Pick out and copy every line of the records that contains the string "water". Case counts.

-- Start Data provided --

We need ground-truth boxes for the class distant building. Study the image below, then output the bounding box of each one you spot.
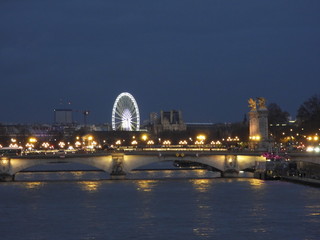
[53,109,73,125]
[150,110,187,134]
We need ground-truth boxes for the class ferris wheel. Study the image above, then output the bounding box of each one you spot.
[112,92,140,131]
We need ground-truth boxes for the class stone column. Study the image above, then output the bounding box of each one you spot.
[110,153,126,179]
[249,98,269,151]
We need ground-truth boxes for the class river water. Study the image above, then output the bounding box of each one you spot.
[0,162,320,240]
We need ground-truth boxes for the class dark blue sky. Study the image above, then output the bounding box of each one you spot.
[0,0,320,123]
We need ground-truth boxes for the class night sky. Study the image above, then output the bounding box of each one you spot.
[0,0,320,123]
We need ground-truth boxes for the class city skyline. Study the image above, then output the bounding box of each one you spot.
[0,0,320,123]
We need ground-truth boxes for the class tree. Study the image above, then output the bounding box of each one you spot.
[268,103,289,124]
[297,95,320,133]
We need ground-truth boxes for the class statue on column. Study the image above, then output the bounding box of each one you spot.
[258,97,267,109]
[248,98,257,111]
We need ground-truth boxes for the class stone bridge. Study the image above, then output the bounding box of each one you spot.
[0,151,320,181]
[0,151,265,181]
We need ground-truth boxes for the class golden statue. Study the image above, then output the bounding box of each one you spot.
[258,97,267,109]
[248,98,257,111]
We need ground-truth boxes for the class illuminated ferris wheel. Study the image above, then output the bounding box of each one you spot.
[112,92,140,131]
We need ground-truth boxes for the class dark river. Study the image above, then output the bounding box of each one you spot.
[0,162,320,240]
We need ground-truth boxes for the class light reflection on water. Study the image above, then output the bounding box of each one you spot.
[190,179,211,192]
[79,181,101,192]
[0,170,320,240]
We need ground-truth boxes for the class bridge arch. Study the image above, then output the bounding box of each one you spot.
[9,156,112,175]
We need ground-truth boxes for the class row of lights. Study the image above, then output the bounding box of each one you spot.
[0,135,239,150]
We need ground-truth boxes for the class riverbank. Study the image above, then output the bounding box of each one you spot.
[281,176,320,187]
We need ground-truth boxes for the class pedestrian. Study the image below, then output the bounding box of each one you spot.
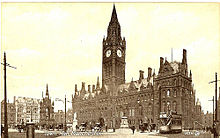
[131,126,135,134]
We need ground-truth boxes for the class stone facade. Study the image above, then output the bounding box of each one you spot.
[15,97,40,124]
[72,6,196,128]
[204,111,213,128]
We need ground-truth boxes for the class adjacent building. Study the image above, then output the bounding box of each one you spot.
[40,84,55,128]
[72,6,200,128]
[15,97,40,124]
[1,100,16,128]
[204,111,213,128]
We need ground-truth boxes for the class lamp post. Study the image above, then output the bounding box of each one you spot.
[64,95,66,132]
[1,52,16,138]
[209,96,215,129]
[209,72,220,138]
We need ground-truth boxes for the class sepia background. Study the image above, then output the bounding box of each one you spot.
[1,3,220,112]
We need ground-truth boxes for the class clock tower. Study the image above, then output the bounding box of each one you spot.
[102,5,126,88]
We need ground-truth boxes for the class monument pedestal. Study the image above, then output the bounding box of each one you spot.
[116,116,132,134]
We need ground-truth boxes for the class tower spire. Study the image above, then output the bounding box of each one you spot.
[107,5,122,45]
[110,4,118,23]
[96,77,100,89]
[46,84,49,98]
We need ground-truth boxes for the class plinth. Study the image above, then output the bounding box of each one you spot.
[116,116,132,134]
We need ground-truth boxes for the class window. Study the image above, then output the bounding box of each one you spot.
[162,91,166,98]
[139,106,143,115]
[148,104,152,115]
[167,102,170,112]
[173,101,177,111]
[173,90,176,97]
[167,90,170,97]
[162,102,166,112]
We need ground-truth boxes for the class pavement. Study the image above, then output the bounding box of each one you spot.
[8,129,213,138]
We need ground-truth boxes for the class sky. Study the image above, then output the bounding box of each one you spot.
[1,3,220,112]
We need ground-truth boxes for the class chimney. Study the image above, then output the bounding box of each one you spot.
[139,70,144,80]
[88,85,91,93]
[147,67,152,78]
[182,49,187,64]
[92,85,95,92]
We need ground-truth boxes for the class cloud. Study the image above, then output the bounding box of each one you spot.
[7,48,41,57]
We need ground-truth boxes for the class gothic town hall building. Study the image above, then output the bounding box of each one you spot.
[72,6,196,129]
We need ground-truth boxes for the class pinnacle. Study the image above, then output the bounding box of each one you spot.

-- End Data provided --

• [Solution to the problem]:
We need ground-truth boxes for the class river water. Study the image above, then output the bounding box of each one you spot.
We need ground-truth boxes for the class light reflection on water. Study the image above, then output the bounding box of each one you spot.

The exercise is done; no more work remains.